▶ Supplied text:

*****

The aftermath: Saddam has gone and Baghdad is in ruins. What now for Iraq and its shell shocked people?

Author:Lancaster, Pat
Position:Iraq - Cover Story - Cover Story

Scenes of jubilation as the Americans entered Baghdad were all too quickly replaced by pictures of violence and mayhem as the rule of law disintegrated across the city and beyond. The end of Saddam Hussein and his repressive regime came just 21 days after the first US attacks against Iraq were launched. The finish had been swifter than generally anticipated although not, by any means, the pushover the Americans had been led to expect.

As Saddam and his henchmen fled for their lives, leaving nothing to fill the power vacuum, sections of the population went wild, rampaging through towns and cities, looting everything they could carry away, burning what they couldn't and terrorising those who got in their way.

The western media reacted with shock and horror, although looting is a predictable consequence of such conflict. After 30 years of repressive Baathist rule, more than 25 of them tinder Saddam Hussein; a decade of UN sanctions and with the majority of the population dependent on government handouts for their survival, what did anyone expect once the yoke of oppression was finally lifted? True, certain groups turned looting into a savagely operated business enterprise but even elderly woman and young children could be seen manoeuvring armchairs and television sets out of government buildings in the hours that followed the so-called liberation, before violent gangs forced everyone else off the streets. Within days Baghdad was in ruins.

*****

▶ Data provided:

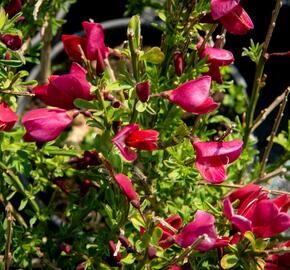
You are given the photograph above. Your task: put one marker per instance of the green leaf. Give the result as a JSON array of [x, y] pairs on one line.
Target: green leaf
[[84, 104], [140, 106], [228, 261], [2, 17], [250, 236], [22, 204], [134, 31], [154, 56], [11, 63]]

*****

▶ What you need to do:
**A)** In the article on postwar Iraq, how many days after the first US attacks did Saddam Hussein's regime come to an end?
**B)** Go on writing the article on postwar Iraq, starting after its last sentence.

▶ Results of the exercise:
**A)** 21 days.

**B)**
Water and power were the first essential services to go down, 32 out of 35 of Baghdad's hospitals were reported to be out of commission, patients lay dying in hospital corridors as looters made off with ventilators, incubators and other life saving equipment. Hundreds of schools, offices and shops simply failed to open. Much of the population of Baghdad, incarcerated from dusk to dawn behind locked doors, for fear of the chaos and violence created on the street by gangs of thugs to whom nothing was sacred, used the hours of daylight to implore coalition troops to do something to resolve their situation. The troops, like their paymasters, appeared powerless. If Saddam had actually launched the chemical weapons attacks in those early days, as we had been warned he would, God only knows what devastation might have been wreaked. Even without the chemical onslaught chaos ruled supreme.

The `embedded' journalists reported the absence of any obvious master plan for the civilian population; troops moved in, crushed the opposition and moved on, leaving a power void in their wake. As one US officer told the press: "Everybody would like a Marine posted outside their door for their personal protection but there...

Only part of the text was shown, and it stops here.